-- Task directions --
The line containing "For every instance of the car shadow" and every line after it, through the last, are to be extracted exactly; no other lines belong in the answer.

-- Extracted material --
+-------+

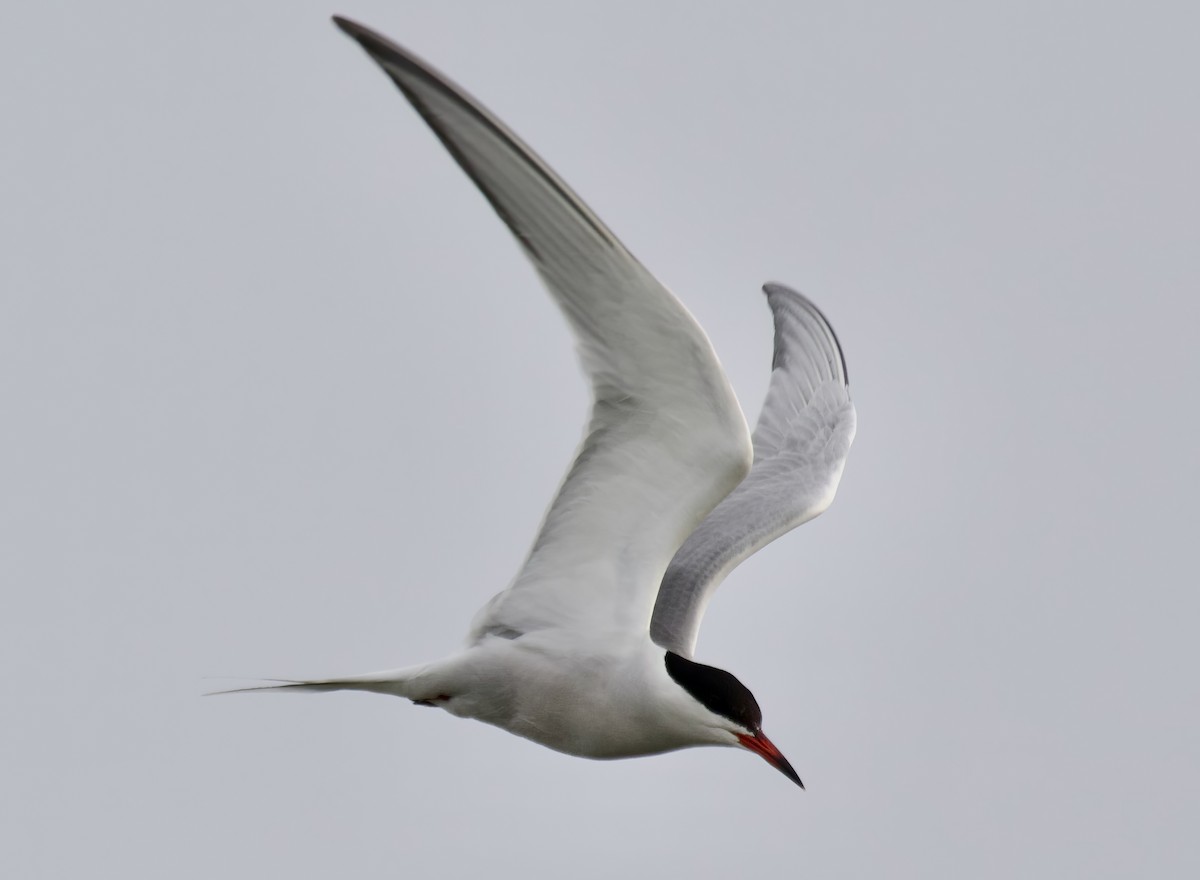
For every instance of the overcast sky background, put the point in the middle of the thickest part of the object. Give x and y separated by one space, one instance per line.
280 396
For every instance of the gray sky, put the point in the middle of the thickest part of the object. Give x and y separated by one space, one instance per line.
281 397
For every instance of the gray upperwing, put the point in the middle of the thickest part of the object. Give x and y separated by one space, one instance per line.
666 440
799 449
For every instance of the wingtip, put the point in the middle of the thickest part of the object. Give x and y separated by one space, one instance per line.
777 287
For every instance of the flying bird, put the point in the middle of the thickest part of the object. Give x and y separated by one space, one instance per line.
589 651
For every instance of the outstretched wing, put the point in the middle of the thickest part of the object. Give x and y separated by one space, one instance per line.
799 449
666 440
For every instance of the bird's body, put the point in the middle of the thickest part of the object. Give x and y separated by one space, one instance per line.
588 651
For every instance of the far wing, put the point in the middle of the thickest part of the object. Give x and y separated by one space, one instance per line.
666 438
799 449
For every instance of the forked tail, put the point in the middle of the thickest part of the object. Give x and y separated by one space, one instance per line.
397 682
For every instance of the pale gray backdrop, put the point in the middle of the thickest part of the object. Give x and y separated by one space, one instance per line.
280 396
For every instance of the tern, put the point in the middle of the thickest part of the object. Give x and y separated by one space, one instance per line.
589 650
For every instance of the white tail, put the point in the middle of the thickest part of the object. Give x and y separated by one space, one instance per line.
397 682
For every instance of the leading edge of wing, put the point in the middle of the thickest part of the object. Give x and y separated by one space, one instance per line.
400 64
666 440
801 444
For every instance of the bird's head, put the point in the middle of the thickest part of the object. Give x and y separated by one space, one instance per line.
736 717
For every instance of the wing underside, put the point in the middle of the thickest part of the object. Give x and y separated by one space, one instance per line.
666 440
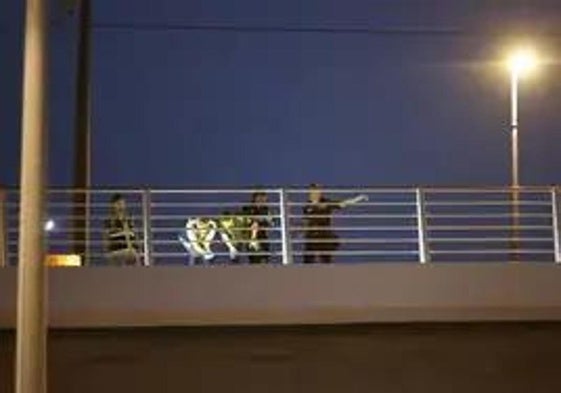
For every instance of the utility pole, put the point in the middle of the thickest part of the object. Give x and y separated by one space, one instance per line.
31 335
82 134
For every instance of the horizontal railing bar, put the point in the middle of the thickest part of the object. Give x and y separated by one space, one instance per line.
215 191
488 215
490 239
355 216
170 205
164 217
356 228
487 189
396 204
485 227
357 253
358 240
494 251
488 203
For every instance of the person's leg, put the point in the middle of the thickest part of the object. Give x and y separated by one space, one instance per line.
308 252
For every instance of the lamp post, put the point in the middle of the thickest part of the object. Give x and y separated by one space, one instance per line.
31 299
520 63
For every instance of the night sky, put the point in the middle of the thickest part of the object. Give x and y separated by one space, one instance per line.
247 92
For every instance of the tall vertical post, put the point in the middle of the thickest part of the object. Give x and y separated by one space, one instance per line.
285 228
31 318
424 254
515 175
3 230
82 132
147 226
555 220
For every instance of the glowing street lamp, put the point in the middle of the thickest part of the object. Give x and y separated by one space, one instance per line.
520 63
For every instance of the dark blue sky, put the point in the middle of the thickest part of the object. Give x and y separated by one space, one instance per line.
274 105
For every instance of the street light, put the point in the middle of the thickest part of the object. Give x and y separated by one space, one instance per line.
520 63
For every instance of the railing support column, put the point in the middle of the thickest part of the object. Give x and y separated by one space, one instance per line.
147 226
424 253
555 222
285 228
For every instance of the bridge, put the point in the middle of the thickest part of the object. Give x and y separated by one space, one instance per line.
405 255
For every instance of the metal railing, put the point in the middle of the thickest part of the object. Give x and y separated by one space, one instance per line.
393 224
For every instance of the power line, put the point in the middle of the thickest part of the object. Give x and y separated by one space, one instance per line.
363 30
164 27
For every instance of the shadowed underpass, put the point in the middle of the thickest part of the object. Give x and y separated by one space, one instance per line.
491 357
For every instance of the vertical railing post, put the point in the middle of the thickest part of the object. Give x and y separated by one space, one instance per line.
147 226
424 253
285 228
555 223
3 230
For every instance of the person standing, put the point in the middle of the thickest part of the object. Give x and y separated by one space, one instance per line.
321 241
259 223
120 238
198 239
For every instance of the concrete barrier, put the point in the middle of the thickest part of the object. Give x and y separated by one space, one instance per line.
298 294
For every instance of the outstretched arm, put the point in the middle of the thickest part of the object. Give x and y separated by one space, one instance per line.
354 200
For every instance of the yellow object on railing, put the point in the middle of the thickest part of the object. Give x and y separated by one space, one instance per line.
63 260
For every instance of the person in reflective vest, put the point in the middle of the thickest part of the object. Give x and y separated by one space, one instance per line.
120 237
235 233
198 237
321 241
260 222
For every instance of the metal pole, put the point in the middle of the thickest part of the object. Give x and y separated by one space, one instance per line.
424 254
514 128
555 222
515 175
31 318
82 147
3 230
147 226
285 228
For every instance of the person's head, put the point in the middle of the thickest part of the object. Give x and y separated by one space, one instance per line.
118 205
314 193
259 198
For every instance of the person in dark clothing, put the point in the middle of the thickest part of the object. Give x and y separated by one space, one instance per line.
259 221
321 241
120 238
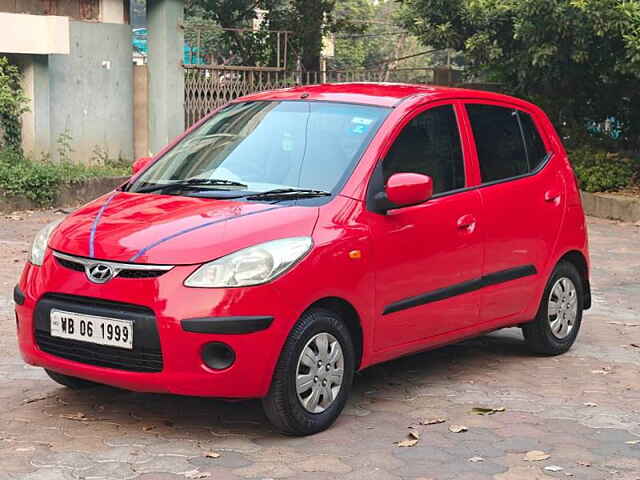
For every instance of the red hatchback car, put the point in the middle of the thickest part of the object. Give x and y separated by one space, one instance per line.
296 236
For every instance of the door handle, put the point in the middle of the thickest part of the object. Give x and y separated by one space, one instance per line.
467 222
552 196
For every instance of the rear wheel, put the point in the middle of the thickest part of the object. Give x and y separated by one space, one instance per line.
73 383
559 316
313 377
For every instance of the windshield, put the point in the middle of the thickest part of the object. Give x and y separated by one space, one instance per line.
262 146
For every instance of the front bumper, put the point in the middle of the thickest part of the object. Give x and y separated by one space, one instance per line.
175 322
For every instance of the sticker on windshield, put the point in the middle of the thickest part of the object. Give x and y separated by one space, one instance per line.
362 120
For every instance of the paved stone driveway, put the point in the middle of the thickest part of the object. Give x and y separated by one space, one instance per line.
582 409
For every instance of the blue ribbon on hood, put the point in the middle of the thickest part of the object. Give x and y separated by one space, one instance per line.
96 221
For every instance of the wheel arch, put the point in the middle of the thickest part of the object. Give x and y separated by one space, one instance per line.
351 318
578 260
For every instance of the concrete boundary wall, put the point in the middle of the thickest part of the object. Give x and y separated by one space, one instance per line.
70 195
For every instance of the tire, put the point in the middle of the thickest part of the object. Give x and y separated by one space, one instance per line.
284 405
547 333
73 383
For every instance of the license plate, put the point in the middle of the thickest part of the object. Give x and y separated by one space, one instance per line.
92 329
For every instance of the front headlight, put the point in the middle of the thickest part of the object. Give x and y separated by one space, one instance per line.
39 245
251 266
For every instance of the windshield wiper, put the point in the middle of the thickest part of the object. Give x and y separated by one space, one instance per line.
192 183
284 193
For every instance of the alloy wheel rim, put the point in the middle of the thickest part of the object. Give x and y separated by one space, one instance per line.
319 372
562 309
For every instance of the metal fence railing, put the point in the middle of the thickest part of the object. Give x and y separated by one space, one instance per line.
210 86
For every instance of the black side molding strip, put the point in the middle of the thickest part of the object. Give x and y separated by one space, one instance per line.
460 288
226 325
18 296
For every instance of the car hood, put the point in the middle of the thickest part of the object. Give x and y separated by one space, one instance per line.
164 229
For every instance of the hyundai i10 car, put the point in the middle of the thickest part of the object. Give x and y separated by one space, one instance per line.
294 237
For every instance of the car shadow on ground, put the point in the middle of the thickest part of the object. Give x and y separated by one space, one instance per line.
119 412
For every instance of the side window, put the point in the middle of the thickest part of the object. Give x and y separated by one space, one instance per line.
536 151
429 144
501 151
507 141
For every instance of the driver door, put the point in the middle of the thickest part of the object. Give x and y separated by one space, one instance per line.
427 257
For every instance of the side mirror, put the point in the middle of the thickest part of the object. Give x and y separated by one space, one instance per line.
140 164
404 189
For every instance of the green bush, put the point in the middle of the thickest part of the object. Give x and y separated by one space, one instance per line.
601 171
40 181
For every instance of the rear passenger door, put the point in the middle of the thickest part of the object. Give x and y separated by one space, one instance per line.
425 255
523 201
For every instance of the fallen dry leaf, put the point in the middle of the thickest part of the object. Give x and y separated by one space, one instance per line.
35 399
553 468
409 442
536 456
25 449
433 421
486 411
80 417
196 474
457 428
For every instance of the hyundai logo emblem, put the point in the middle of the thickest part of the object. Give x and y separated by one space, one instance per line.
99 273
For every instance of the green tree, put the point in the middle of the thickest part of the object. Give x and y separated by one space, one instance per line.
13 103
579 59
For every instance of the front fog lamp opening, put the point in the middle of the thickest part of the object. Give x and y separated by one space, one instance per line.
218 355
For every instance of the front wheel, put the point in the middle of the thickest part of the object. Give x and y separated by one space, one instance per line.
313 376
559 316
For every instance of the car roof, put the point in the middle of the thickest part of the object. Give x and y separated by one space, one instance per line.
378 94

+-------+

-- Task output --
For every instance of the car shadow on ground, put the point in the middle of the thickest part of the object. Give x and y separated by one space, one instance per line.
119 412
For every instance of the side window, put the point in the middle of the thickest part of the object. Give x and y separated by one space, one instance per line.
536 151
429 144
501 151
507 141
For every instance of the driver door, put the point in the middle of the thickest part of the object. Give x and y separated by one space, one instance per line.
427 257
For every instance of the side mirror, put the point in the middle of the thickest part of the object. Give x and y separated by one space, one instance per line.
140 164
404 189
For every instance of the green bush, put the point in the middle of the thickest part of the object. Give x and y separated by one space, one instance per line.
601 171
40 181
For every instance of the rear passenger door, put the point in the middle of the thickest part of the object. Give x and y separated by one space, one instance per line.
425 255
523 201
For every instance of the fallen dry leaf, put the point in the middle of the thickest part of the object. Give x and y separated by one space, one instance per line.
35 399
553 468
409 442
536 456
25 449
433 421
486 411
80 417
196 474
457 428
For every instance of the hyundai logo emblem, put the point in the middle of the thickest part of the object. Give x and y separated by one space, one instance per line.
99 273
For every instance of the green tree, put the point in the middle of the thickest part of the object. Give x and y separated by one space, one instance per line.
13 103
579 59
For every instance of the front fog lamp opening, put the point in the middle of the thickest part of the object. Give x and y separated by one space, one instance per line.
218 355
For every instance of the front wheel, put the point in the middle of the thickest part of the object. Give x and y separated by one space, one instance per line.
313 376
559 316
For every instance of the car roof, put the point in the middle of the thickest part of the object. Give x and y separated by one space, one instance per line.
378 94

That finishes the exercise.